What to produce: With the pictures excluded, retype the records that follow exactly.

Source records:
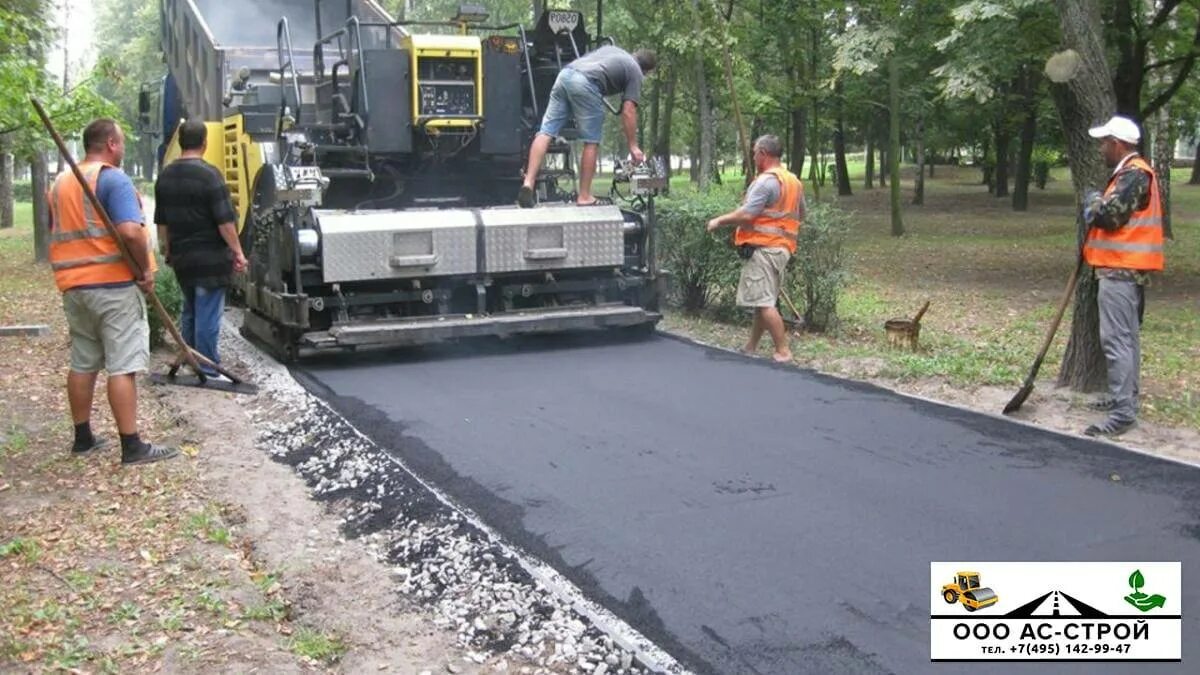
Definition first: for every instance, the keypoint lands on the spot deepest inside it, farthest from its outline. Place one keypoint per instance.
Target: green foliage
(166, 286)
(701, 263)
(822, 264)
(317, 646)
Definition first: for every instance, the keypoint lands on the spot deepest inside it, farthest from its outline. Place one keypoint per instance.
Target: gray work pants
(1121, 304)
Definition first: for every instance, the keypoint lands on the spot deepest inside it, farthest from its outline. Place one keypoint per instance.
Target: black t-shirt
(191, 199)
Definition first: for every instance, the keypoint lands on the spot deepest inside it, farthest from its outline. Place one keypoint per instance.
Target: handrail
(352, 30)
(283, 39)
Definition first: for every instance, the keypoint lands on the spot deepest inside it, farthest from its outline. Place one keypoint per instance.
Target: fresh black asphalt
(760, 519)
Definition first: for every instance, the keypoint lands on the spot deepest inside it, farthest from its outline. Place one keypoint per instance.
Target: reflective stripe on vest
(778, 226)
(1135, 245)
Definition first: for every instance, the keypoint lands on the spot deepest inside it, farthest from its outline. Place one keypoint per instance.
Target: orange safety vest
(82, 251)
(778, 226)
(1135, 245)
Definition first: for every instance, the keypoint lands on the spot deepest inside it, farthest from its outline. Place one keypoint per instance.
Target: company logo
(1055, 611)
(1141, 601)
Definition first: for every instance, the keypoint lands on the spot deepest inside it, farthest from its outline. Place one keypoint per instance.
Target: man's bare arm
(229, 233)
(629, 125)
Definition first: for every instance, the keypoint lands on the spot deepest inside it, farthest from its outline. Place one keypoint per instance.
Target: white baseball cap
(1122, 129)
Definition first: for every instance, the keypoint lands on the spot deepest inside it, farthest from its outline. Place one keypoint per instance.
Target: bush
(166, 286)
(820, 266)
(705, 267)
(22, 191)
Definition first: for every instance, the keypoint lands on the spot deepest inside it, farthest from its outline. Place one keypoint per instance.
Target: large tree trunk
(1164, 147)
(839, 149)
(894, 142)
(1083, 101)
(705, 105)
(1003, 139)
(663, 133)
(1029, 135)
(1195, 166)
(37, 168)
(869, 180)
(6, 197)
(799, 147)
(918, 192)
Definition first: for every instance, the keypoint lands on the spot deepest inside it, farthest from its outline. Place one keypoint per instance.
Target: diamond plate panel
(393, 244)
(553, 238)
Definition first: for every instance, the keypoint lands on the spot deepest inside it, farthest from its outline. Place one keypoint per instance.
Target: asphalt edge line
(688, 339)
(623, 634)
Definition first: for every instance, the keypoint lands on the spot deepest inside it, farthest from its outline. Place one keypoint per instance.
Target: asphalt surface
(760, 519)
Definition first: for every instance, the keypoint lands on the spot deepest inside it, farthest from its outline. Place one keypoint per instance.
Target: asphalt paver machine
(375, 165)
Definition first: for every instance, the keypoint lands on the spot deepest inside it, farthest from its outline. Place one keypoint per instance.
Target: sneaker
(1110, 428)
(78, 451)
(525, 197)
(148, 454)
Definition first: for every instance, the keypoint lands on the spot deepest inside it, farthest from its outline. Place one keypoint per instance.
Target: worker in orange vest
(768, 223)
(106, 312)
(1123, 244)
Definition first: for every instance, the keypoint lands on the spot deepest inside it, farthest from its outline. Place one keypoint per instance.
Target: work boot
(84, 448)
(1110, 428)
(136, 451)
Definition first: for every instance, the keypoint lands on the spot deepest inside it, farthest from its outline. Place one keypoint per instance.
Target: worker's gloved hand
(1092, 202)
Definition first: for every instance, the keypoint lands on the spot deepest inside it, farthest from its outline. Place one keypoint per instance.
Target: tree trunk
(799, 131)
(1000, 178)
(839, 149)
(894, 142)
(869, 181)
(6, 196)
(1164, 147)
(705, 108)
(1080, 101)
(1029, 135)
(37, 169)
(663, 133)
(918, 192)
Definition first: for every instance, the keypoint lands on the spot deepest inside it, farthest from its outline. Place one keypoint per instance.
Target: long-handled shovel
(1027, 388)
(189, 354)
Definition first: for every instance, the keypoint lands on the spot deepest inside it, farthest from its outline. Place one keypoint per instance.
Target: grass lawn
(994, 278)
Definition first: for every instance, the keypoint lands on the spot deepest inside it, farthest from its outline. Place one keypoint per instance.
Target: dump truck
(375, 165)
(965, 589)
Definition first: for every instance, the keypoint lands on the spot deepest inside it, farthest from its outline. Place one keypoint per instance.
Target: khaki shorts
(762, 276)
(108, 329)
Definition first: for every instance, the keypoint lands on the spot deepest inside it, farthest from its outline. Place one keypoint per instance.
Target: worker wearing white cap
(1125, 244)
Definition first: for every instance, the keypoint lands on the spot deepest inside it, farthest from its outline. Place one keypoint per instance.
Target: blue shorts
(575, 94)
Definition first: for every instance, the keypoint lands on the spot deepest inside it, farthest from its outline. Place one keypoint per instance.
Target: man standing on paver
(106, 312)
(1125, 243)
(579, 91)
(768, 223)
(198, 233)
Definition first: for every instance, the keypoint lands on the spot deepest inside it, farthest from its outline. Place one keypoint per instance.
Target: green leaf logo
(1137, 580)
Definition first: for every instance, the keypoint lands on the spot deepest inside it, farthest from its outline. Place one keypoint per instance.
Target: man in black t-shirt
(198, 233)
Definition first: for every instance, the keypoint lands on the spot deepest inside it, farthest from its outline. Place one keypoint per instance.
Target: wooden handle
(184, 350)
(916, 320)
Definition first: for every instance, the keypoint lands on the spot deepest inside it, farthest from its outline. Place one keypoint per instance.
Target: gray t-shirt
(763, 192)
(613, 70)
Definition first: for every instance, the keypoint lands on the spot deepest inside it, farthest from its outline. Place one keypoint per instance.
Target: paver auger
(375, 172)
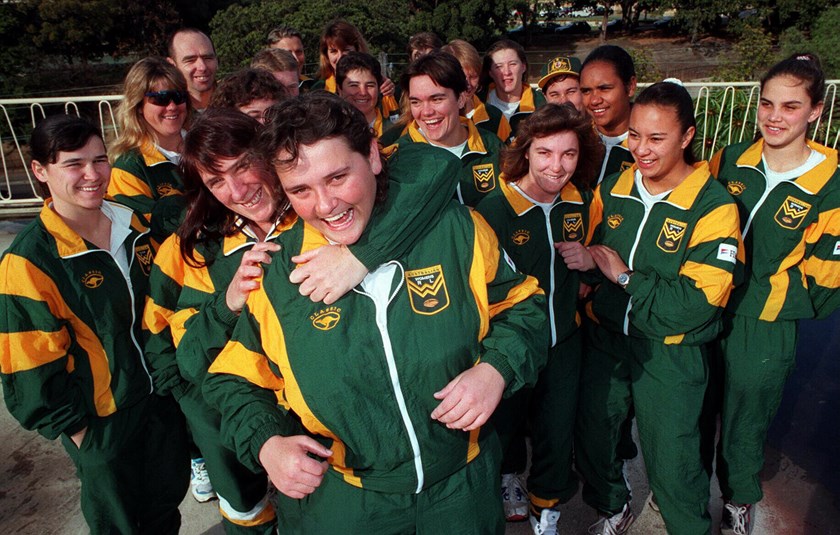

Finished task:
Definition first: for every instance, the keypoint lands on the spot deepest inside it, farthest from its outline. Place one keypoint per instance.
Target: green foliage
(166, 286)
(701, 263)
(822, 264)
(317, 646)
Definition first: for every instance, the keypoint lands on the spot deepest inside it, farthest from its outline. Place one keypoint per instance.
Target: gray work pants
(1121, 304)
Definition first: for every instance, the keypoint lands on the spot deepest inside it, farthest from its outline. Place one keypoint per instance.
Target: black t-shirt
(191, 199)
Definition first: for every instance, the keypoint lands on the spot deepest inside it, farthest from its outline. Place one keypoint per instance.
Target: handrail
(352, 30)
(283, 39)
Definition first: for every instance, the keypoint lands on the spot deepest inside it, farthest from its outline. Place one keypoint per instance.
Target: fresh black asphalt
(760, 519)
Definition first: for every instance, the keypoint lands on the spot deepest inside it, farthest from its outline. Place one keypoint per instance.
Target: reflective stripe on vest
(778, 226)
(1135, 245)
Definition first: for every instance, the keypoint lands on the spot deepest inside it, farthest from its outline. Place one keypoint per instance.
Target: orange safety vest
(82, 251)
(778, 226)
(1135, 245)
Definition first: for every instance, the keypoint lands on the spot deepest inside it, farthest from its outline. Place one keypoint per instance.
Target: company logo
(1055, 611)
(1141, 601)
Definition first: for every instance, the keypoint lands on the spot deepest inside it, farthest from its outline. Place one keypoint per instance.
Target: man's bare arm
(229, 233)
(629, 125)
Definition first: for every instance, the keypoint lands on the spot deepest inside it, farthest from its outline. Place one keypoint per instance.
Target: white baseball cap
(1122, 129)
Definition first: for every instance, the keypoint lands on the spot deepest inside it, farthest from its outline. Place one keypoint per instance.
Target: bush
(166, 286)
(820, 266)
(705, 267)
(22, 191)
Definition first: for every instance, the keypoint lands on the spot deepest inside it, farthest from its outline. Place one keypoint per instance.
Target: large tree trunk
(1164, 147)
(839, 149)
(894, 142)
(1083, 101)
(705, 105)
(1003, 139)
(663, 133)
(1029, 135)
(1195, 166)
(37, 168)
(869, 180)
(6, 197)
(799, 147)
(918, 192)
Definition first: for every instance, the keypoint lands on the spot deepest inside it, farthest from its outline. Place one keypoint per instance.
Target: diamond plate panel
(393, 244)
(553, 238)
Definition first: for every instance, the keypoint lands on the spot deepest inside it, farthest from its outline. Place one keypoint per instance.
Target: asphalt edge line
(688, 339)
(623, 634)
Definition first: for every instance, the keypoint lands on the spot deepest inside it, farthest from its outline. Place one keypoint per instance.
Target: asphalt surface
(760, 519)
Definition first: for every instance, the keypoint lands on the spot deepest inside it, farthest from its outline. Place one keypoint per instance.
Target: asphalt paver machine
(375, 165)
Definition first: for every instance, the keypoint lands on the spot deepest inside it, farthest from its outline. Place one keypoint per instance.
Target: sneaker
(1110, 428)
(78, 451)
(525, 197)
(148, 454)
Definition first: for every instance, the keypoint lands on the spot deepest inside it, farthest from its outline. Place one keypoint per instance.
Target: worker in orange vest
(768, 223)
(106, 312)
(1123, 244)
Definition first: for every instance, the keypoint lands on the spot deepest inside it, farthest from its outline. Place one keypoint per instance.
Target: work boot
(84, 448)
(1110, 428)
(136, 451)
Definition first: for every instance, the keypoint lands on the spot deepest inside it, farthest from its outline. Place one keypoint per instance.
Target: worker's gloved hand
(1092, 202)
Definition first: for every instance, the keypoint lands on the spot deepest inside it, farthest from its outline. Place one keypoint per instance.
Target: tree trunk
(799, 131)
(1000, 178)
(839, 149)
(894, 142)
(869, 181)
(6, 196)
(1164, 147)
(705, 108)
(1080, 101)
(1029, 135)
(37, 169)
(663, 133)
(918, 192)
Definition first: for every instance, the keypoint lands on the spot deepest inside it, farthest from its outline. Place one keypoint per instance.
Target: long-handled shovel
(1027, 388)
(189, 354)
Definition first: for every instance, the keypoint lands on the spot deepest inside it, farthest from its outline. Place one keypoint per instance.
Target: grass lawn
(994, 278)
Definition first: for every instance, the keypoint lands on the spot deepest inside it, farthest from its outline. Place one keypoint per instance.
Target: dump truck
(375, 165)
(965, 589)
Definition first: for every instance, the keypoint lands on the spot deepest inside it, farthest from its outline. Place one keypoint per instance.
Target: khaki shorts
(762, 276)
(108, 329)
Definition first: for every instance, the keypoint lands on the spot deepest inside it, farthest from its outline. Place one keypoint per instance.
Target: worker wearing white cap
(1125, 244)
Definition first: for every instance, the keypoint lands on the spot deepest inside it, farthest from its outline. Place one keypoint per instance.
Target: blue shorts
(575, 94)
Definition first: for every instance, the keypoint lands on the spot deepest inside it, farthest from its outline. Place one keypoint per instance.
Target: man standing on paver
(106, 312)
(1125, 243)
(579, 91)
(768, 223)
(198, 233)
Definition first: for every instance, the keypoint lands on the spot deepest inside it, farthest from its outline. Place one keypoint per instance.
Target: green leaf logo
(1137, 580)
Definition first: for every instance, the keypoint lands on the spot deepest inside it, farthest from its outline. Place one keypoint per instance.
Target: man in black t-shirt
(198, 233)
Definition first: for every instance, the keypoint lands on the spot deepest inside it, farthest from its outline. Place one keypoint per instance.
Target: wooden handle
(184, 350)
(916, 320)
Definition first: for every instance, the keypoint lands on the spot deepest inside it, farthest from its outline. Place one keypoint per instance.
Target: gray t-shirt
(763, 192)
(613, 70)
Definition first: for every instance, the keypoint lands on the spot deepest inside it, farthest from its outline. Place one keypoint per instance.
Target: paver auger
(375, 172)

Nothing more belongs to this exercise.